Please repeat the records from their beginning through the line containing "left=55, top=338, right=471, bottom=426", swapping "target" for "object" and leaving everything else unchanged. Leave the pictures out.

##### Available records #####

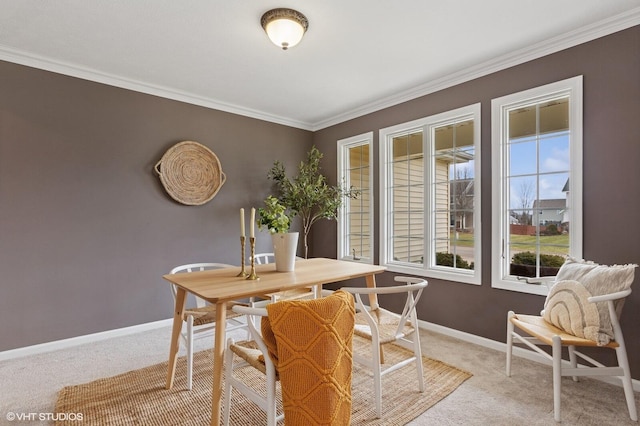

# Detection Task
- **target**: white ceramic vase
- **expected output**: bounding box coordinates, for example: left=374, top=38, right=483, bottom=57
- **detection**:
left=271, top=232, right=299, bottom=272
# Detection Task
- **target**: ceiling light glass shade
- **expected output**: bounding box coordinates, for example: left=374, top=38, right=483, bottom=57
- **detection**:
left=260, top=9, right=309, bottom=50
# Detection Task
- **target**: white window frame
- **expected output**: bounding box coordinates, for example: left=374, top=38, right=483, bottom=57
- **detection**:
left=491, top=76, right=583, bottom=296
left=379, top=103, right=482, bottom=285
left=337, top=132, right=375, bottom=264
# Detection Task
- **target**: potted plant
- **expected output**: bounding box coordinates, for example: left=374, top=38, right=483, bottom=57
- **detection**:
left=257, top=195, right=299, bottom=272
left=268, top=146, right=358, bottom=259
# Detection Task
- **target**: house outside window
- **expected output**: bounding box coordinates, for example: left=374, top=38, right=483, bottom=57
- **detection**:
left=380, top=104, right=481, bottom=284
left=492, top=76, right=582, bottom=295
left=337, top=132, right=373, bottom=263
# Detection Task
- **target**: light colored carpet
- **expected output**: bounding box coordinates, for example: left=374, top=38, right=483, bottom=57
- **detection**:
left=0, top=324, right=640, bottom=426
left=55, top=338, right=471, bottom=426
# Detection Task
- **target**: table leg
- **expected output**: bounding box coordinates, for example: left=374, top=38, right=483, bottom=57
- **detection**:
left=166, top=287, right=187, bottom=389
left=211, top=302, right=227, bottom=426
left=365, top=274, right=378, bottom=309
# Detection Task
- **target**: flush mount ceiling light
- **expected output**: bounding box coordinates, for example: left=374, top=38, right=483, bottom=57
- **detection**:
left=260, top=8, right=309, bottom=50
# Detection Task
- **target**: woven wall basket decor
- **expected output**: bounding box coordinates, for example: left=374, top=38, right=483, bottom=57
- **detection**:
left=155, top=141, right=227, bottom=206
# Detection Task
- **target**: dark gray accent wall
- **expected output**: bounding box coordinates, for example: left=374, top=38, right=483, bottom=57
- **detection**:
left=0, top=26, right=640, bottom=378
left=313, top=26, right=640, bottom=378
left=0, top=62, right=312, bottom=351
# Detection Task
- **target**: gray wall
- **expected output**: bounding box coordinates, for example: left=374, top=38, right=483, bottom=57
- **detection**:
left=314, top=26, right=640, bottom=378
left=0, top=62, right=312, bottom=351
left=0, top=27, right=640, bottom=378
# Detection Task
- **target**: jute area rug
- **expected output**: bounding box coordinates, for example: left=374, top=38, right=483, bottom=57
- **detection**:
left=55, top=336, right=471, bottom=426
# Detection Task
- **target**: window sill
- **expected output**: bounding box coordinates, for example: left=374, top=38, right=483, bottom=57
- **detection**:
left=383, top=264, right=482, bottom=285
left=491, top=280, right=549, bottom=296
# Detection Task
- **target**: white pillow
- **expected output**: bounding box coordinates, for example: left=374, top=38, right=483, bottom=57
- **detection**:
left=541, top=258, right=638, bottom=345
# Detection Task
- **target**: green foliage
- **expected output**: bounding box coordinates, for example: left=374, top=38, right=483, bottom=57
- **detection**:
left=268, top=146, right=358, bottom=257
left=436, top=252, right=473, bottom=269
left=258, top=195, right=291, bottom=234
left=511, top=251, right=565, bottom=268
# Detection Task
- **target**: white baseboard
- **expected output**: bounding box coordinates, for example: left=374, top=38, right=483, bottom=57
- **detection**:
left=0, top=318, right=173, bottom=361
left=418, top=320, right=640, bottom=392
left=5, top=318, right=640, bottom=392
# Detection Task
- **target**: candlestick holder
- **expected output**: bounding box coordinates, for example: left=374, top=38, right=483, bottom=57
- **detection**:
left=236, top=235, right=249, bottom=277
left=247, top=237, right=260, bottom=280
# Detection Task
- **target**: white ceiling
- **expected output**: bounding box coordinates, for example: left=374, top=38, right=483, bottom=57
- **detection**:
left=0, top=0, right=640, bottom=130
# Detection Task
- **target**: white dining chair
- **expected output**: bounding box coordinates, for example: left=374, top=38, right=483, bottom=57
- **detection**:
left=171, top=263, right=246, bottom=390
left=342, top=277, right=427, bottom=418
left=222, top=301, right=284, bottom=426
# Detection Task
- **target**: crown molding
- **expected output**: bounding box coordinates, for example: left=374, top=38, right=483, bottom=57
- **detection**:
left=311, top=7, right=640, bottom=131
left=0, top=46, right=312, bottom=130
left=0, top=7, right=640, bottom=131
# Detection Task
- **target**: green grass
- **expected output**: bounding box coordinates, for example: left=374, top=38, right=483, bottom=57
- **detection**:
left=511, top=234, right=569, bottom=255
left=451, top=231, right=569, bottom=255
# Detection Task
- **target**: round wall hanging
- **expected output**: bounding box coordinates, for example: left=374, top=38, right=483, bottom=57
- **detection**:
left=155, top=141, right=227, bottom=206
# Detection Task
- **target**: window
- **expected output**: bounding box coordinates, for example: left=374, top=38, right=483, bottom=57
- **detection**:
left=338, top=132, right=373, bottom=263
left=492, top=76, right=582, bottom=295
left=380, top=104, right=481, bottom=284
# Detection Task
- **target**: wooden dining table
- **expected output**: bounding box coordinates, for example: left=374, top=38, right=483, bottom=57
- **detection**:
left=163, top=258, right=386, bottom=425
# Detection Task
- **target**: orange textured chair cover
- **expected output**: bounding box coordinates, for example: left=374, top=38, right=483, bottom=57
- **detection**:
left=262, top=290, right=355, bottom=426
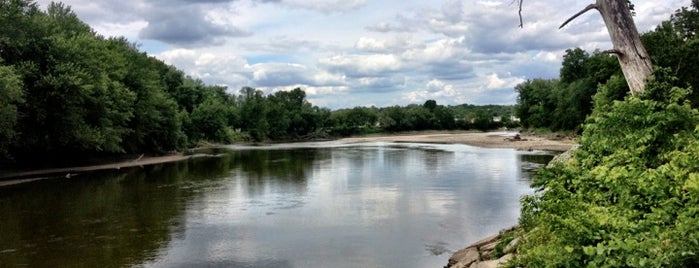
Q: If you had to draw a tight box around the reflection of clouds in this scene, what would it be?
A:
[142,143,548,267]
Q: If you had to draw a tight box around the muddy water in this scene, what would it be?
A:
[0,143,551,267]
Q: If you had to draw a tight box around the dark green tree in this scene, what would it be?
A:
[0,63,24,158]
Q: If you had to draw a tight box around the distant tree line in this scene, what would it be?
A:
[515,0,699,132]
[0,0,516,163]
[328,100,519,136]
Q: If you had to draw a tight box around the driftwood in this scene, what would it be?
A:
[518,0,653,96]
[559,0,653,96]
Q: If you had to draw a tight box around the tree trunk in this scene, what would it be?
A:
[561,0,653,96]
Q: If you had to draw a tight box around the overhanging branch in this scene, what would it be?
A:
[560,1,597,29]
[519,0,524,28]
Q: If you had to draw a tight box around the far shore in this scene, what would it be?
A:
[0,131,575,187]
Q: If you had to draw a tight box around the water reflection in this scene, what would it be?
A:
[0,143,551,267]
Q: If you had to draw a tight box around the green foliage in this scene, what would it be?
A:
[0,63,24,156]
[515,48,622,131]
[642,0,699,107]
[510,70,699,267]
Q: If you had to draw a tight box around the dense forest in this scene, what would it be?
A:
[515,1,699,132]
[0,0,517,166]
[505,0,699,267]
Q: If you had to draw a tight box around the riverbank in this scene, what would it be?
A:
[0,131,575,187]
[340,131,575,152]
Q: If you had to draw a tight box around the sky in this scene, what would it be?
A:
[37,0,691,109]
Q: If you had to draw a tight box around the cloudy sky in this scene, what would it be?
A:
[38,0,690,109]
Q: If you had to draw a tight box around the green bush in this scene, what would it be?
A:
[509,70,699,267]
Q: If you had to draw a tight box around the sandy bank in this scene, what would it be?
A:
[0,132,575,187]
[340,132,575,152]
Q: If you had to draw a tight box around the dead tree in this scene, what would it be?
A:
[519,0,653,96]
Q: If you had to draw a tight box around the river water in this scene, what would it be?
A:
[0,142,551,267]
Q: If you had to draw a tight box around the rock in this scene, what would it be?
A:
[478,240,500,251]
[446,247,480,268]
[502,237,522,254]
[469,254,514,268]
[471,234,500,247]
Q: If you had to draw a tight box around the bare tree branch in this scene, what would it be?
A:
[602,49,624,56]
[519,0,524,28]
[560,3,597,29]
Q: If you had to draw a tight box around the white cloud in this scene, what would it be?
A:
[282,0,365,12]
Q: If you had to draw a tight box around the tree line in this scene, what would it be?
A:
[0,0,516,165]
[515,0,699,132]
[512,0,699,267]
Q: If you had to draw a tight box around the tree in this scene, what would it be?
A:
[519,0,653,96]
[515,79,559,128]
[0,63,24,158]
[642,0,699,107]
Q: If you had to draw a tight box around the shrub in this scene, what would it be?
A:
[509,70,699,267]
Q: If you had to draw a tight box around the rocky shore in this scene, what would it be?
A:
[444,227,520,268]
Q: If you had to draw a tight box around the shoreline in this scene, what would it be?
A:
[337,131,576,152]
[0,131,575,187]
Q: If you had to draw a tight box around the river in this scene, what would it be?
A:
[0,142,552,267]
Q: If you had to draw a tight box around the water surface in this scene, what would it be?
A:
[0,143,551,267]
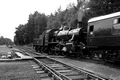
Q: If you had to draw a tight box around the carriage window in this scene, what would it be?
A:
[113,18,120,35]
[89,25,94,35]
[90,25,94,32]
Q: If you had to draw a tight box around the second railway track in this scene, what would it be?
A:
[34,57,112,80]
[17,46,112,80]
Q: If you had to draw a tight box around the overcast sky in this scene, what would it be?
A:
[0,0,77,40]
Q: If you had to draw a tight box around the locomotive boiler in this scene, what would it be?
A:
[33,12,120,61]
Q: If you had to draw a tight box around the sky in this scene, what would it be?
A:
[0,0,77,40]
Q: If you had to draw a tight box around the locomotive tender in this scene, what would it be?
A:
[33,12,120,61]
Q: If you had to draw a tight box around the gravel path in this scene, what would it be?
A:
[0,61,40,80]
[54,58,120,80]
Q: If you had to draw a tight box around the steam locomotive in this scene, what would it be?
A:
[33,12,120,61]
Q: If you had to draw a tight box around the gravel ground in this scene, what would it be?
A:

#####

» **Written response**:
# Detection Task
- **object**: white ceramic vase
- **expected output**: bounding box coordinates, for example: left=374, top=38, right=483, bottom=57
- **detection**:
left=271, top=232, right=299, bottom=272
# Detection Task
- **object**: ceiling light glass shade
- **expected output**: bounding box coordinates, for example: left=374, top=38, right=483, bottom=57
- **detection**:
left=260, top=9, right=309, bottom=50
# Detection Task
- **object**: white window frame
- **expected output**: bounding box coordinates, for example: left=374, top=38, right=483, bottom=57
- **detection**:
left=491, top=76, right=583, bottom=296
left=379, top=103, right=482, bottom=285
left=337, top=132, right=375, bottom=264
# Detection Task
- **object**: potted plant
- **expected output**: bounding box coordinates, for example: left=374, top=38, right=483, bottom=57
- **detection**:
left=257, top=195, right=299, bottom=272
left=268, top=146, right=358, bottom=259
# Detection Task
- **object**: house outside window
- **expected output**: bounding box coordinates, for example: left=374, top=38, right=483, bottom=57
- **detection**:
left=380, top=104, right=481, bottom=284
left=492, top=76, right=582, bottom=295
left=337, top=132, right=373, bottom=263
# Detection Task
- **object**: light colored carpet
- **expected output**: bounding box coordinates, for example: left=374, top=38, right=483, bottom=57
- **detection**:
left=0, top=324, right=640, bottom=426
left=55, top=338, right=471, bottom=426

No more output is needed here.